• [Source document]:
* start *

Moreover, the invoices that González did produce, while containing the kind of detail one would expect from real invoices (such as the $6 tip), also claimed that some of the customers had used Treasury checks to pay for items that cost significantly less than the value of the checks. In one case, the difference exceeded four thousand dollars. Some of the invoices did claim that customers waited several days to receive the substantial change owed. If so, the customers were apparently trusting Junker Correa to return the large difference and then accepting that difference by cash or check. But Junker Correa's bank account statements did not show cash withdrawals consistent with such large cash refunds. For those reasons, too, a reasonable juror could reject the view that the invoices were real records of past transactions rather than post-hoc inventions of exchanges that never occurred.
To believe that González did not know the checks were fraudulent, a juror would have to believe that Junker Correa, despite never before having received payment from a customer in the form of Treasury check, suddenly, in one seven-month period, received an inundation of twenty-two such payments. A juror would also have to believe the customers chose this unusual form of payment even though it required them to trust González to refund them thousands of dollars at some future point in time. And a juror would also have to believe that it just happened to be the case that at the same time that customers began paying with those checks, González decided to begin transferring large sums of money from the Junker Correa account to her personal account—something that she had done on very few occasions in the several years before the Treasury checks appeared.
On three occasions in December 2011, for example, González transferred $1,700, $2,500, and $4,000 to her personal account. She made approximately twenty-five transfers in the first half of 2012, most of which exceeded $1,000. By comparison, over the course of the previous three years, González transferred money to her personal account on just several occasions, and the transfers ranged from $300 to $1,000.
To state what the jury would be required to believe is to state the reason that a jury reasonably could have believed the government's account of what must have transpired rather than González's own. Lending additional support to the government's account is the fact that although Banco Popular does not permit double-endorsed checks to be deposited into personal accounts, such checks may be deposited in commercial accounts. As the Junker Correa account was a commercial account, the government presented the jurors with a reasonable alternative explanation to the one González offers as to why she submitted the checks for deposit into the Junker Correa account.
“Jurors ... are not expected to resist commonsense inferences on the realities of human experience.” See United States v. Saccoccia , 58 F.3d 754, 782 (1st Cir. 1995). A rational juror could have rejected González's story and concluded beyond a reasonable doubt that González, in submitting the checks for deposit, was knowingly stealing from the government. Accordingly, González's challenge to the sufficiency of the evidence on the first twenty-two counts fails.
B.

* end *

• [Recorded data]:
* start *

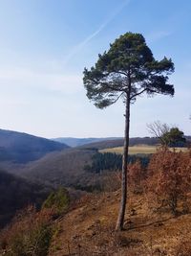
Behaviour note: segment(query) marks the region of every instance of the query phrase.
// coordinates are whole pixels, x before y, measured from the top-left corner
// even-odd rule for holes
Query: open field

* end *

• [Given task]:
In the court excerpt on González's Treasury checks, why was it reasonable to explain her depositing the checks into the Junker Correa account differently from her own account of it? Reply in one to three sentences.

• [Response to the exercise]:
Banco Popular does not allow double-endorsed checks to be deposited into personal accounts, but it does allow them in commercial accounts. Because the Junker Correa account was a commercial account, the government could offer the jurors this as a reasonable alternative explanation for why she deposited the checks there.